SCHRIFTLICHE AUFGABEN.
a) Erkläre in ein bis drei Sätzen, warum Marsman im Forenthread zum Deployment in Unterverzeichnisse seine Anwendung unter einem Unterverzeichnis aufrufen will.
b) Setze den Forenthread zum Deployment in Unterverzeichnisse fort, indem du den Beitrag von maki schreibst, der nach der letzten Überschrift folgt.

TEXTAUSZUG.
++++++++++
# Deployment in Unterverzeichnis



## Marsman (10. Dez 2007)

Hallo Ihr!

Bisher habe ich meine Anwendungen immer in das Deploymentverzeichnis des Tomcat (oder JBoss) gestellt. Darauf konnte ich sie z.B. unter http://domain.de/anwendung/index.jsp aufrufen. Damit ich meiner Verzeichnisstruktur auf meiner Website folgen kann, hätte ich nun gerne auch eine Möglichkeit, als URL ein Unterverzeichnis anzugeben. Also zum Beispiel http://domain.de/verzeichnis/anwendung/index.jsp. Geht das irgendwie?? Ich habe von mit den Attributen docbase und path der Context.xml experimentiert, komme aber irgendwie nicht zum gewünschten Ergebnis.


Titus


----------



## maki (10. Dez 2007)

Schau doch mal in die Servlet Spec 

"anwendung" bzw. "verzeichnis" ist der context, den muss es nicht wirklich im Dateisystem geben, sondern nur ein mapping drauf, glaube kaum dass du so zum gewünschten Ergebnis kommst.

So müsste das eher klappen:
http://domain.de/anwendung/verzeichnis/index.jsp.


----------



## ms (10. Dez 2007)

Wenn du einen Apache davorstellst sollte das schon möglich sein.

ms


----------



## Marsman (10. Dez 2007)

...es ist ein Apache davor. Aber wie geht das nur?!?

Titus


----------



## ms (10. Dez 2007)

Ohne es jetzt getestet zu haben müßte es entweder mit mod_proxy(ajp), rewrite bzw. dem jk-Connector gehen.
Oder was willst du jetzt genau wissen?

ms


----------



## Marsman (11. Dez 2007)

ms hat gesagt.:
			
		

> Oder was willst du jetzt genau wissen?



...ich versuche, das nochmal kurz zusammenzufassen: Wie wahrscheinlich jeder, habe ich die Seiten meiner Website nach Rubriken gegliedert (z.B. Musik, Bilder). Innerhalb der Rubriken gibt es weitere Unterverzeichnisse (z.B. Urlaubsfotos, Landschaften). Die URLs zu den Seiten ist natürlich ebenfalls entsprechend gegliedert. Nun habe ich für eine dieser Untergruppen eine JSF-Anwendung programmiert. Für Web-Apps habe ich aber nur ein Deploymentverzeichnis auf Domain-Ebene. Wie erreiche ich es, dass sich die Anwendung ebenfalls in dem zugehörigen Unterverzeichnis befindet? Also z.B. "Bilder/Landschaften". (Apache, JK-Mod und Tomcat sind vorhanden, JSPs und JSFs werden an den Tomcat übergeben).


Titus


----------



## maki (11. Dez 2007)
++++++++++
AUFGELISTETE EINTRÄGE.
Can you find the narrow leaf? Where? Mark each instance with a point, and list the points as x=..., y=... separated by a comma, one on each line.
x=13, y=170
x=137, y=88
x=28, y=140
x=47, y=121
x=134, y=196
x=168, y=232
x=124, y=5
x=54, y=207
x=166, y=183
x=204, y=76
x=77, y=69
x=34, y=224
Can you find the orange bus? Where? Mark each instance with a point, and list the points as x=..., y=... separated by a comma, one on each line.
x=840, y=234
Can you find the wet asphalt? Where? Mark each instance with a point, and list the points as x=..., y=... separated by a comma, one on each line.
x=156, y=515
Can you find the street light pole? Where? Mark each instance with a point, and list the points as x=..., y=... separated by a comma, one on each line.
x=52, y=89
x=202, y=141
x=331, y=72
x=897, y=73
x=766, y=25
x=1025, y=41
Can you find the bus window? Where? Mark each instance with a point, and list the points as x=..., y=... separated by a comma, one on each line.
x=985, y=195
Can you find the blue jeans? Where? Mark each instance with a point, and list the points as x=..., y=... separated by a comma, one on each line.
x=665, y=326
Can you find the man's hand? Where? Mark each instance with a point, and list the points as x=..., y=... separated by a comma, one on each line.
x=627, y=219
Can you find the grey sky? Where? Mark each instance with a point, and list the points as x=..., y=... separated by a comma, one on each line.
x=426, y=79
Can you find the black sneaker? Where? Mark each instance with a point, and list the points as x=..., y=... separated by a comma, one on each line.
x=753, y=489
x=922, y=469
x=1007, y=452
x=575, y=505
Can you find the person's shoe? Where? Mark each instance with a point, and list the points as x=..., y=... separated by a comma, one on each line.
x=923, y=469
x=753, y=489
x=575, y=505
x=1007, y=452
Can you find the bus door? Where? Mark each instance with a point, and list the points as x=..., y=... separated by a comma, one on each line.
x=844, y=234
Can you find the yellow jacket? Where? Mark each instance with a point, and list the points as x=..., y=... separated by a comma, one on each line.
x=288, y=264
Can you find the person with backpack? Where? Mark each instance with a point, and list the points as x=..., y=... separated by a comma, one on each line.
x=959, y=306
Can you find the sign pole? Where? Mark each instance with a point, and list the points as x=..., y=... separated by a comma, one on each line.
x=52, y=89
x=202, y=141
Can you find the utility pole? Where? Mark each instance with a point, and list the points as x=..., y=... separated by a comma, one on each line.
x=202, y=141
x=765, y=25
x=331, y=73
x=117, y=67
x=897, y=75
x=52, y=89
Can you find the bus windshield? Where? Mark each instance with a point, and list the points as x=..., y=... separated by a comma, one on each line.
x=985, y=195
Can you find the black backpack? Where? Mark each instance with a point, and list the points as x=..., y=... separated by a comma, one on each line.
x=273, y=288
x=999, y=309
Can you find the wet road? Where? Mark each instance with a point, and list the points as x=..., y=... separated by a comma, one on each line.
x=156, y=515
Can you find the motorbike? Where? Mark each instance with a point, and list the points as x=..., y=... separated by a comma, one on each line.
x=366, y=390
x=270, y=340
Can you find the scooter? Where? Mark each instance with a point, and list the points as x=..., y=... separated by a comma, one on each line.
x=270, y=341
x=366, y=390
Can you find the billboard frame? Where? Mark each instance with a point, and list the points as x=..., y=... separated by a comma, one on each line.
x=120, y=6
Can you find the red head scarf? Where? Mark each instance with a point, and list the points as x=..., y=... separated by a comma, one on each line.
++++++++++
ANTWORTEN.
a) Marsman will mit der URL der Verzeichnisstruktur seiner Website folgen. Seine Seiten sind nach Rubriken wie Musik und Bilder gegliedert, darunter liegen Unterverzeichnisse wie Urlaubsfotos oder Landschaften, und die URLs sind genauso aufgebaut. Seine JSF-Anwendung gehört zu einer dieser Untergruppen, etwa „Bilder/Landschaften“, liegt aber im Deploymentverzeichnis auf Domain-Ebene.

b)
Nicht sicher b ich vestehe was du meinst, versuche trotzdem eine Antwort zu schreiben:


> Wie wahrscheinlich jeder, habe ich die Seiten meiner Website nach Rubriken gegliedert (z.B. Musik, Bilder). Innerhalb der Rubriken gibt es weitere Unterverzeichnisse (z.B. Urlaubsfotos, Landschaften).


Rubriken Ja, Verzeichnisse eher Nein, speziell mit Servlets.



> Nun habe ich für eine dieser Untergruppen eine JSF-Anwendung programmiert.


Was meinst du damit?
"Eine JSF Anwendung für eine Untergruppe"???



> Für Web-Apps habe ich aber nur ein Deploymentverzeichnis auf Domain-Ebene.


Wirklich? Sollte nicht jeder Context seine eigene Document Root haben?



> Wie erreiche ich es, dass sich die Anwendung ebenfalls in dem zugehörigen Unterverzeichnis befindet? Also z.B. "Bilder/Landschaften".


Ich verstehe nicht wie eine Webanwednung in einem "Unterverzeichniss" liegen kann.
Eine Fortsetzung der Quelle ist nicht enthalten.